■ **WHAT TO PRODUCE**:
Copy the lines below verbatim, beginning with the line that includes "the green leafy" and continuing to the end; leave out everything before it.

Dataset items
- - - - -
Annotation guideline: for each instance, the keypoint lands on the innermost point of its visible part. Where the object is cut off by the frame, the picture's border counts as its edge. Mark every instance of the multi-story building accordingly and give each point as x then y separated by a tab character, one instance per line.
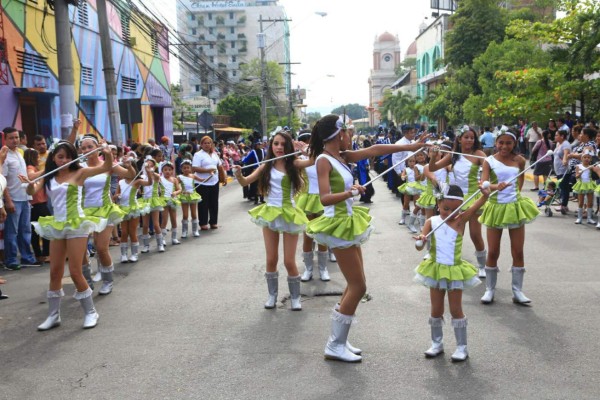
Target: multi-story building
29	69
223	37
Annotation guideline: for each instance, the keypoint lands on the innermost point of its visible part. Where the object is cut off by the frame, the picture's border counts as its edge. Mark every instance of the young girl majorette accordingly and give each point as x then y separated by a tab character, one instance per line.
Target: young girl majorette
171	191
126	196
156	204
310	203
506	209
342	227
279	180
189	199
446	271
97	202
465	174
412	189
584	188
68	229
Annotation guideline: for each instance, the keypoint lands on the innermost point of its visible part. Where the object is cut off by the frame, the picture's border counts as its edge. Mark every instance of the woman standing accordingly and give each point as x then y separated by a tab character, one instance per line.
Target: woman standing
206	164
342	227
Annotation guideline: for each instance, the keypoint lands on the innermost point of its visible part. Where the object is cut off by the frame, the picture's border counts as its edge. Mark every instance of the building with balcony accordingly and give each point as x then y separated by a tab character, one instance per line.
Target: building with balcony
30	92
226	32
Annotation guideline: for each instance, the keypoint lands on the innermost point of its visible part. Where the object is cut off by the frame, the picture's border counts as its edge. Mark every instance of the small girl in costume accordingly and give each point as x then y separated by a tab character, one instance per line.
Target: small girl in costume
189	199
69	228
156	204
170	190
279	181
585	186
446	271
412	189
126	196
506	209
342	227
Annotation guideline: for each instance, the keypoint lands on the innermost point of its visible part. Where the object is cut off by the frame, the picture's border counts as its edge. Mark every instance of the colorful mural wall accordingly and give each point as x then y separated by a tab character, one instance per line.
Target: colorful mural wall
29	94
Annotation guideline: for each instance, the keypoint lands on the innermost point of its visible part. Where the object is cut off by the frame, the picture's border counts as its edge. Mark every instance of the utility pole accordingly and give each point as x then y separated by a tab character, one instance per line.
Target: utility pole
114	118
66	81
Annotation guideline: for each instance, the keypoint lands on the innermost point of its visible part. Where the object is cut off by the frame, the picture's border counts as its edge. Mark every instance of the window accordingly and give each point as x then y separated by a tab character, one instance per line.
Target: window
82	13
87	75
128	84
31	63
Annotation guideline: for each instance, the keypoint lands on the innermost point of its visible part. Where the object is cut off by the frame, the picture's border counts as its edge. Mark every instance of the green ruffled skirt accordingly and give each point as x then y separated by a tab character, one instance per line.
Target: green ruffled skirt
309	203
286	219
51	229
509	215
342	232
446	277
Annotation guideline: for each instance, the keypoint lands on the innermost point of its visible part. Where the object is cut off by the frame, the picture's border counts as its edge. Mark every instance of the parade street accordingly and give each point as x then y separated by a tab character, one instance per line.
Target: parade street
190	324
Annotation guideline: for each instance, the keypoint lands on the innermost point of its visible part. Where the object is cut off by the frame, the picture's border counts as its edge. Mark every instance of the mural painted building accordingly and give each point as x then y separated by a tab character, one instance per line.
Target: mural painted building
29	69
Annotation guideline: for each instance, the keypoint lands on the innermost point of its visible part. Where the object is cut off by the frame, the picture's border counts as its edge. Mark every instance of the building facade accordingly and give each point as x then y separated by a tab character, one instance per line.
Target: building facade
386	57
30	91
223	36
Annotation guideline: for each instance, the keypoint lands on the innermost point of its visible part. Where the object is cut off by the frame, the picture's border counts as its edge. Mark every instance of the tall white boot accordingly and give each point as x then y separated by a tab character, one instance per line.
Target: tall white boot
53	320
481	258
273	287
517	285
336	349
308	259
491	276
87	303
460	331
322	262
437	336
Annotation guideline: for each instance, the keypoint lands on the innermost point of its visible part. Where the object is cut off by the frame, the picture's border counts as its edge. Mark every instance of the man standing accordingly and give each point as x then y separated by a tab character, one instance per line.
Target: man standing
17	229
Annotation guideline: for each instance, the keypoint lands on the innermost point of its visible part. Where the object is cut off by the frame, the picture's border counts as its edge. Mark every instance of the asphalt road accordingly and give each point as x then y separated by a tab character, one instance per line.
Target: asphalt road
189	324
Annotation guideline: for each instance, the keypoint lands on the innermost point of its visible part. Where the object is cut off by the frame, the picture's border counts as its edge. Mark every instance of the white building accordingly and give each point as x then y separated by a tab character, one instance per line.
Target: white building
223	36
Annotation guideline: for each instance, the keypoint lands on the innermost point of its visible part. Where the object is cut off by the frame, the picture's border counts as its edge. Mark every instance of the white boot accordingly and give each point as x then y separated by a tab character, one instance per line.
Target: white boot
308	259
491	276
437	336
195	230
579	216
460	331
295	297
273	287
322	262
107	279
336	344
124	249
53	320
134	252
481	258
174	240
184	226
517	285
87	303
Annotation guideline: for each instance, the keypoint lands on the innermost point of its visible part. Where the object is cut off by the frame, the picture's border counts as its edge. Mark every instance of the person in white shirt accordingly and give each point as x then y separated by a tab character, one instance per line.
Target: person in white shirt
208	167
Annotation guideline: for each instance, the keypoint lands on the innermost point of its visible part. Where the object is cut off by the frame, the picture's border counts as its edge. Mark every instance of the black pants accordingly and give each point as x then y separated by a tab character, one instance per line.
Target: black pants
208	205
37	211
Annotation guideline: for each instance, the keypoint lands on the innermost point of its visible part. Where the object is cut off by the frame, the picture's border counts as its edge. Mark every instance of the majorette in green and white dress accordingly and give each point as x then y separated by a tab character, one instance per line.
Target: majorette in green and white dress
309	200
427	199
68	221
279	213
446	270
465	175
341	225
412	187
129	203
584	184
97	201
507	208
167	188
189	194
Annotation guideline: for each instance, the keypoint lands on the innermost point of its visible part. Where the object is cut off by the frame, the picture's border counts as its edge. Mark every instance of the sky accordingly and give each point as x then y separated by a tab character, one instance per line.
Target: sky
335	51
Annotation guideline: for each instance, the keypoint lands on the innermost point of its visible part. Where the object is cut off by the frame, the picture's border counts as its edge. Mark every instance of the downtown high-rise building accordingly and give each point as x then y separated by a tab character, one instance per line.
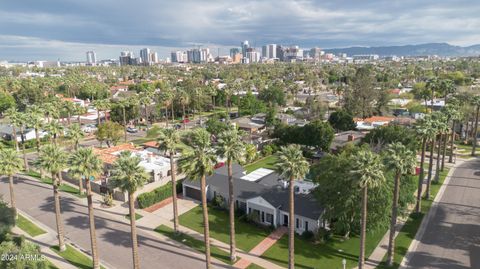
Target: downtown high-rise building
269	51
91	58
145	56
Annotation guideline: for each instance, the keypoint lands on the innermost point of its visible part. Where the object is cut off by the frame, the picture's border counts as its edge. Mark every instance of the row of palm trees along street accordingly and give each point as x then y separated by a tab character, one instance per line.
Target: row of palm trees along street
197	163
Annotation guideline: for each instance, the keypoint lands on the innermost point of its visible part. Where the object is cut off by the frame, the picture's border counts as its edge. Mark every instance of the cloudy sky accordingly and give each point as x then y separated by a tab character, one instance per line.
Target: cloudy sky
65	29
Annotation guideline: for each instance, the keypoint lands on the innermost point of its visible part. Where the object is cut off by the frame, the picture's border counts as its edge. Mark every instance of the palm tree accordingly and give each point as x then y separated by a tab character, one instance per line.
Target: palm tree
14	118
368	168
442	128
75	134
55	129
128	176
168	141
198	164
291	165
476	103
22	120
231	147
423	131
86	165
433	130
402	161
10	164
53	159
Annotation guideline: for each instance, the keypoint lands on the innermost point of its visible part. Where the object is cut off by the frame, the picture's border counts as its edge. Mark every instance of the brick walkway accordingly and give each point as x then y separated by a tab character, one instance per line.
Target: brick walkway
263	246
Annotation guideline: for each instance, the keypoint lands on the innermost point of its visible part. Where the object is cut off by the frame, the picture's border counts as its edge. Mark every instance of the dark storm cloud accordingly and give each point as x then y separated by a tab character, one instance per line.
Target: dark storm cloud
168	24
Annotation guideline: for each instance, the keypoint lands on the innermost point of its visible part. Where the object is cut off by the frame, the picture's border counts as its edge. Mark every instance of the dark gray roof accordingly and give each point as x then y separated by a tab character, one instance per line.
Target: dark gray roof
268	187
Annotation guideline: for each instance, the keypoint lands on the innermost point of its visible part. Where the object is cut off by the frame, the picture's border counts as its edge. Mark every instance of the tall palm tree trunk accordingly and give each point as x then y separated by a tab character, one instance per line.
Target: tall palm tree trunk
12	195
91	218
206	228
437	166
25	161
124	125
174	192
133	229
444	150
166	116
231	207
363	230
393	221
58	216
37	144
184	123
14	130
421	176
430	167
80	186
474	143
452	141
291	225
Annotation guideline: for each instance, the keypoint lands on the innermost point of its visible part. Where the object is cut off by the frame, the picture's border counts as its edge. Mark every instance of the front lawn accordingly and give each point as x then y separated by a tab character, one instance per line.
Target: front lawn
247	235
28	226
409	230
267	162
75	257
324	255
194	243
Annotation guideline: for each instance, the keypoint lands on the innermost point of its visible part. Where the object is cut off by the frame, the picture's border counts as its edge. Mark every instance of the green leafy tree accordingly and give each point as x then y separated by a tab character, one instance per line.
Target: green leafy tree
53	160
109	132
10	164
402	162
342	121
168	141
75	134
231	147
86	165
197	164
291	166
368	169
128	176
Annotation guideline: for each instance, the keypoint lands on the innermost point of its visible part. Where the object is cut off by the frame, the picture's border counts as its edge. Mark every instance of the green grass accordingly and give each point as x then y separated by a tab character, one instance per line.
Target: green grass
- - - - -
■ **SOLUTION FOR THIS EXERCISE**:
Annotation guideline: for each instance, the keypoint lands on the innermost point of its visible part. Where the object is cut off by the frame, the picture's border counts as its edge. Mark every instance of the green leafy tree accordingly and give each point as x then y separated by a tab character, one instance per line.
Target: green leafy tree
53	160
109	132
10	164
402	162
342	121
168	141
75	134
231	147
86	165
197	164
291	166
368	169
128	176
Annotation guideline: for each instance, the keypoint lands on the innermost point of its visible part. Where the object is cut off by the frame, the picture's border counts as its edge. Mark every instance of the green grass accordingly and give each point as x then y separated by a tab character, one instance per line.
Target: green grass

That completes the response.